* About this exercise
Set down a precise copy of the whole listing.

* Supplied material

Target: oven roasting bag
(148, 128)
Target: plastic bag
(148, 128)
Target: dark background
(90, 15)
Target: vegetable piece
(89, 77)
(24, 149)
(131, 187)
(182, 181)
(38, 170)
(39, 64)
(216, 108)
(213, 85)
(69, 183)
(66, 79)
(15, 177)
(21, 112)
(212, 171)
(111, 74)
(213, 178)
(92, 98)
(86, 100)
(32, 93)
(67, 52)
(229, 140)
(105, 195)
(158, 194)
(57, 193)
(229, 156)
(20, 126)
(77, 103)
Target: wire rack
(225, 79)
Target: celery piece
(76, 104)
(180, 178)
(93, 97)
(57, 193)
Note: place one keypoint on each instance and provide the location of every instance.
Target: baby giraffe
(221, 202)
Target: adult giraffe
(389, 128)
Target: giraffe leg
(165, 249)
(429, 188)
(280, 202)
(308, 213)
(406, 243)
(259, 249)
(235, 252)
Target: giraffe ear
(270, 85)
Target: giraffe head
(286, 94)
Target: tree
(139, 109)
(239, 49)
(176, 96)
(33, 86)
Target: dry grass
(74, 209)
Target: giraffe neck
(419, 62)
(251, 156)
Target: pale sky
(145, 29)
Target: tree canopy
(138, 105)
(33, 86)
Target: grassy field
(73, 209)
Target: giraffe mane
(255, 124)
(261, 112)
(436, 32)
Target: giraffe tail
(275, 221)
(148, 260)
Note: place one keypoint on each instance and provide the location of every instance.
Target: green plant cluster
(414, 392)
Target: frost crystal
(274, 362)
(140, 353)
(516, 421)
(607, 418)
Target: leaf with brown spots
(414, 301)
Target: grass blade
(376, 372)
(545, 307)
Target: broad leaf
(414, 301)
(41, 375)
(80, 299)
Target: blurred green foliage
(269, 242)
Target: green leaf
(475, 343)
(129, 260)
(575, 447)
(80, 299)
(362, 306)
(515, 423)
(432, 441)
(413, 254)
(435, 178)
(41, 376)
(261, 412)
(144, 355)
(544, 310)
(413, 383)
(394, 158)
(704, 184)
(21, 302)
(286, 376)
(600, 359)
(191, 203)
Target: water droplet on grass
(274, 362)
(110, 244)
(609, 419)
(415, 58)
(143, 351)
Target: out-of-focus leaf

* Exercise answer
Target: oven roasting bag
(148, 128)
Target: plastic bag
(148, 128)
Target: dark background
(90, 15)
Target: vegetable piece
(89, 77)
(24, 149)
(131, 187)
(182, 181)
(38, 170)
(39, 64)
(216, 108)
(213, 85)
(69, 183)
(66, 79)
(15, 177)
(21, 112)
(212, 171)
(111, 74)
(213, 178)
(92, 98)
(86, 100)
(32, 93)
(67, 52)
(229, 140)
(105, 195)
(158, 194)
(57, 193)
(229, 156)
(20, 126)
(77, 103)
Target: wire rack
(225, 79)
Target: celery piece
(76, 104)
(180, 178)
(93, 97)
(57, 193)
Note: place one keypoint on each instance and provide the location of every instance.
Target: baby giraffe
(221, 202)
Target: adult giraffe
(389, 128)
Target: giraffe leg
(165, 249)
(429, 188)
(280, 202)
(308, 213)
(406, 243)
(259, 249)
(235, 252)
Target: giraffe ear
(270, 85)
Target: giraffe head
(286, 94)
Target: tree
(139, 109)
(239, 49)
(176, 96)
(33, 86)
Target: dry grass
(74, 209)
Target: giraffe neck
(419, 62)
(251, 156)
Target: pale sky
(145, 29)
Target: tree canopy
(138, 105)
(33, 86)
Target: grassy field
(73, 209)
Target: giraffe mane
(255, 124)
(261, 112)
(436, 32)
Target: giraffe tail
(275, 221)
(148, 260)
Note: place one keypoint on each instance and provide the location of every instance.
Target: green plant cluster
(414, 392)
Target: frost crystal
(274, 362)
(140, 353)
(516, 421)
(607, 418)
Target: leaf with brown spots
(414, 301)
Target: grass blade
(376, 372)
(545, 307)
Target: broad leaf
(414, 301)
(41, 375)
(80, 299)
Target: blurred green foliage
(269, 242)
Target: green leaf
(475, 343)
(129, 260)
(575, 447)
(80, 299)
(362, 306)
(515, 423)
(432, 441)
(413, 254)
(435, 178)
(41, 376)
(261, 412)
(144, 355)
(544, 310)
(413, 383)
(394, 158)
(704, 184)
(21, 302)
(286, 376)
(600, 359)
(191, 203)
Target: water droplet on grass
(274, 362)
(110, 244)
(609, 419)
(415, 58)
(143, 351)
Target: out-of-focus leaf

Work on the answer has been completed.